**Exercise task 1**: In the open access report, which two keynote speakers presented their concerns about the transition to open access?
**Exercise task 2**: Translate this sentence from the open access report into Spanish: "Accessibility of scientific publications for the long term is a necessity, regardless of the publishing model."
**Exercise task 3**: Repeat the passage of the open access report from "The 2nd day of" up to and including "for the NCDD.".

**Text passage**:
----------

Further reading: http://www.government.nl/issues/science/documents-and-publications/parliamentary-documents/2014/01/21/open-access-to-publications.html orhttp://www.rijksoverheid.nl/ministeries/ocw/nieuws/2013/11/15/over-10-jaar-moeten-alle-wetenschappelijke-publicaties-gratis-online-beschikbaar-zijn.html

Do researchers even want Open Access?

The two other keynote speakers, David Black and Wolfram Koch presented their concerns on the transition from the current publishing model to open access. Researchers are increasingly using subject repositories for sharing their knowledge. There is an urgent need for a higher level of organization and for standards in this field. But who will take the lead? Also, we must not forget the systems for quality assurance and peer review. These are under pressure as enormous quantities of articles are being published and peer review tends to take place more and more after publication. Open access should lower the barriers for access to research for the users, but what about the barriers for scholars publishing on their research? Koch stated that the traditional model worked fine for researchers. They don’t want to change. However, there do not seem to be any figures to support this assertion.

It is interesting to note that in almost all presentations on the first day of APE digital preservation was mentioned one way or the other. The vocabulary was different, but it is acknowledged as an important topic. Accessibility of scientific publications for the long term is a necessity, regardless of the publishing model.

KB and NCDD workshop on roles and responsibilities

The 2nd day of the conference the focus was on innovation (the future of the article, dotcoms) and on preservation!

The National Library of The Netherlands (KB) and the Dutch Coalition for Digital Preservation (NCDD) organized a session on preservation of scientific output: “Roles and responsibilities in guaranteeing permanent access to the scholarly record”. The session was chaired byMarcel Ras, program manager for the NCDD.

----------

**Dataset entries**:
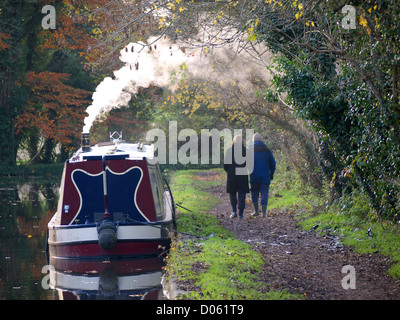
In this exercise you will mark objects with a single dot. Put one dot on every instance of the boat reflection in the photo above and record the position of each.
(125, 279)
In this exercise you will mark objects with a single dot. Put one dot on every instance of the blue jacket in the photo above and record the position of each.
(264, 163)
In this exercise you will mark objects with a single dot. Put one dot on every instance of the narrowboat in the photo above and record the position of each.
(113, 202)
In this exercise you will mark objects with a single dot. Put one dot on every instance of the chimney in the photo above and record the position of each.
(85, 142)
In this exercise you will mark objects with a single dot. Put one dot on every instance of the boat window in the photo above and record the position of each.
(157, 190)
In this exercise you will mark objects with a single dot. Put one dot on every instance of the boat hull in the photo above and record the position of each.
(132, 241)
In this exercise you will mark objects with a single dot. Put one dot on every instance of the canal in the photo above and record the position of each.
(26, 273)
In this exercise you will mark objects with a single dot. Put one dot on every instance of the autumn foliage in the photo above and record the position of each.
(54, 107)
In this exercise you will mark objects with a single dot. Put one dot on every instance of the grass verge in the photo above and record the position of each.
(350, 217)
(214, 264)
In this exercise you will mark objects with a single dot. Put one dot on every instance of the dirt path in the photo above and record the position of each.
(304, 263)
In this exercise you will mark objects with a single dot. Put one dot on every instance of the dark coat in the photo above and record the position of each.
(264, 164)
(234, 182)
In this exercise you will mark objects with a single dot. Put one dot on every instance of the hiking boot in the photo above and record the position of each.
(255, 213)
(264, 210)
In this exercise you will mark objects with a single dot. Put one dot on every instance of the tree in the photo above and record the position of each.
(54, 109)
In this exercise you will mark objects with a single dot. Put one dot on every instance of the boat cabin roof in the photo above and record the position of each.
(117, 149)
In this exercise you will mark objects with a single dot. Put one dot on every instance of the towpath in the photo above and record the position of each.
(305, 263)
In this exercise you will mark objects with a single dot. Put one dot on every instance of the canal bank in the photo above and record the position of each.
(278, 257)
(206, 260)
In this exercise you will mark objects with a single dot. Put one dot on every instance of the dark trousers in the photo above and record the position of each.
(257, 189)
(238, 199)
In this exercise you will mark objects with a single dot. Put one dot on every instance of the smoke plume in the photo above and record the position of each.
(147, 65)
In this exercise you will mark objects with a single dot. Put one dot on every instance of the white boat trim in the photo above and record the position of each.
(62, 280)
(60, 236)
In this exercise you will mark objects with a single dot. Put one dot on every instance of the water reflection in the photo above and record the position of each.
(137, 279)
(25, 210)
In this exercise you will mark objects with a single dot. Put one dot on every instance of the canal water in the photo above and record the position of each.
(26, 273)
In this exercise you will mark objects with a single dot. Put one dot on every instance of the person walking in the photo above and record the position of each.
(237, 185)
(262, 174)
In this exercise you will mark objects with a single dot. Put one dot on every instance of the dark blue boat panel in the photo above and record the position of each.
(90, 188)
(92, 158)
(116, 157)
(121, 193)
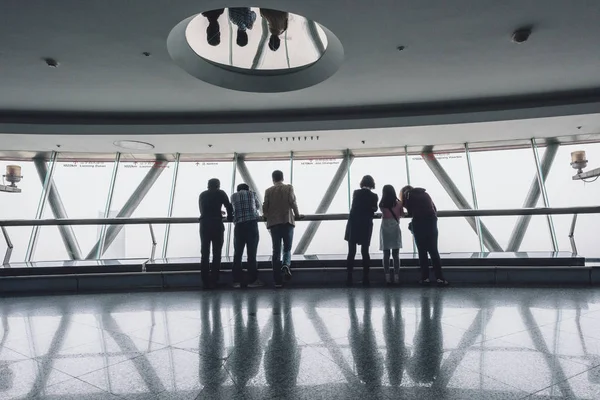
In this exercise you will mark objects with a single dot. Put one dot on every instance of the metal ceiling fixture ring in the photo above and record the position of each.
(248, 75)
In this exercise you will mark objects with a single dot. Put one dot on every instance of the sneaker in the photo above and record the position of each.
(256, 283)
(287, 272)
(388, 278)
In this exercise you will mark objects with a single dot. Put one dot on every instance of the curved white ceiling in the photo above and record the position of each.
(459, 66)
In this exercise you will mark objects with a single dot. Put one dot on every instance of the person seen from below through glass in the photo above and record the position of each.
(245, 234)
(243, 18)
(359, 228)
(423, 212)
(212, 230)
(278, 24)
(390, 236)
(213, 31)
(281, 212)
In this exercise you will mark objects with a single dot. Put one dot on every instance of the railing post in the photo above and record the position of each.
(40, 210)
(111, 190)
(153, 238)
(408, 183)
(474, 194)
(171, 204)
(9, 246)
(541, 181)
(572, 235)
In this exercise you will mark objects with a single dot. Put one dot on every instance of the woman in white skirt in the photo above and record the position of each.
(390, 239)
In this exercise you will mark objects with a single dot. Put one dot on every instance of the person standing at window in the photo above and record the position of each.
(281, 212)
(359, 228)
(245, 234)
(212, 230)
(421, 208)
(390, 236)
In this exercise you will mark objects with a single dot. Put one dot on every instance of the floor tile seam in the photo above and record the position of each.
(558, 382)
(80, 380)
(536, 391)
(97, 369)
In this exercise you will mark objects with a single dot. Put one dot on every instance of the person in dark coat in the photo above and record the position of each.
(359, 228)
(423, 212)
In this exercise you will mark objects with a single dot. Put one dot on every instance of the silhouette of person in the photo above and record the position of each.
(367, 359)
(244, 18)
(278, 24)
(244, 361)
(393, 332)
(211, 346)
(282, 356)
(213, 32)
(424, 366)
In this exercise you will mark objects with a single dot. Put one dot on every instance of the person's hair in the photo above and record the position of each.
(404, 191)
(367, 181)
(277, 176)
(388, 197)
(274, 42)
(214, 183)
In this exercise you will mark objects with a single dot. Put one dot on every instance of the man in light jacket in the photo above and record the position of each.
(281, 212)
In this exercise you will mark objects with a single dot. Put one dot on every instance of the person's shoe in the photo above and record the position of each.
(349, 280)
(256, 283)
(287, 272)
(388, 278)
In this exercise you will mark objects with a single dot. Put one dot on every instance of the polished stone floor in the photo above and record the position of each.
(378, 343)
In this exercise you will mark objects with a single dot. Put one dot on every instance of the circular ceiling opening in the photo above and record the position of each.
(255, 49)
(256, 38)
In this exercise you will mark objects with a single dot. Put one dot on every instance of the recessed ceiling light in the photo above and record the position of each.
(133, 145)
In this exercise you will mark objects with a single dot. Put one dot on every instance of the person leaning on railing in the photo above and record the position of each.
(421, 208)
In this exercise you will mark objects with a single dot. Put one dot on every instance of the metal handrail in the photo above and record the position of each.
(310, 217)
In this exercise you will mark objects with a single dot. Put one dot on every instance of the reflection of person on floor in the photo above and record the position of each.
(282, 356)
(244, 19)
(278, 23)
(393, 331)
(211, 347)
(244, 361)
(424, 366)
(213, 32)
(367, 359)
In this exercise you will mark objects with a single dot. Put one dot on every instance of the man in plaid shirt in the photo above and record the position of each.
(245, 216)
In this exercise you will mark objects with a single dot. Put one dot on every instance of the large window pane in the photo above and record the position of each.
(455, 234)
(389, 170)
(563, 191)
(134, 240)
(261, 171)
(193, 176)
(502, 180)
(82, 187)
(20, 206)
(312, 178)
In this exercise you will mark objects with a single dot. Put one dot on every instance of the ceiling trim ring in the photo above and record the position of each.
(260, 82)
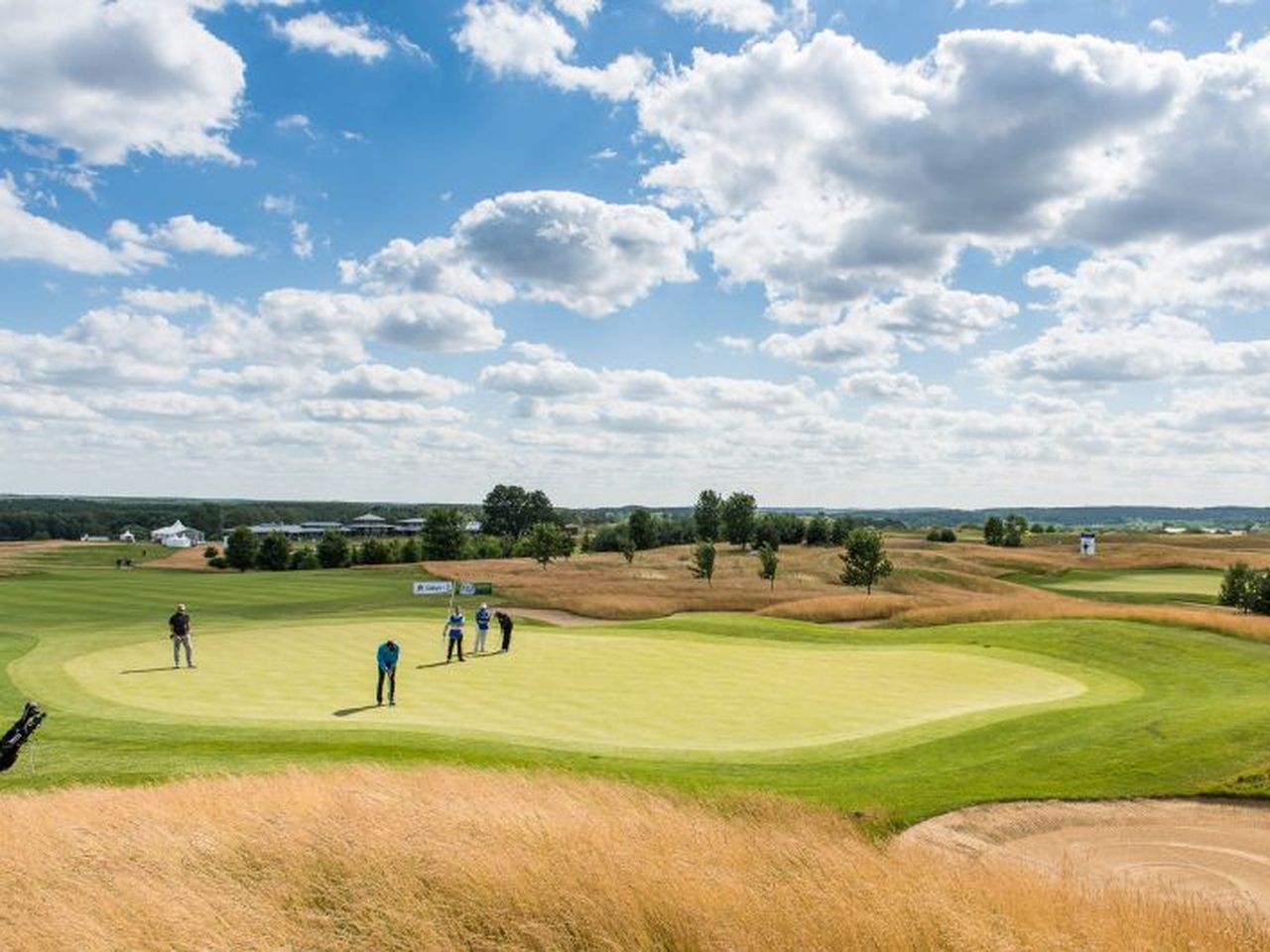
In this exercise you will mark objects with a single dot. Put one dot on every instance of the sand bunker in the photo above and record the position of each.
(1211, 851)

----------

**Task response 1**: David Black and Wolfram Koch.

**Task response 2**: La accesibilidad de las publicaciones científicas a largo plazo es una necesidad, independientemente del modelo de publicación.

**Task response 3**:
The 2nd day of the conference the focus was on innovation (the future of the article, dotcoms) and on preservation!

The National Library of The Netherlands (KB) and the Dutch Coalition for Digital Preservation (NCDD) organized a session on preservation of scientific output: “Roles and responsibilities in guaranteeing permanent access to the scholarly record”. The session was chaired byMarcel Ras, program manager for the NCDD.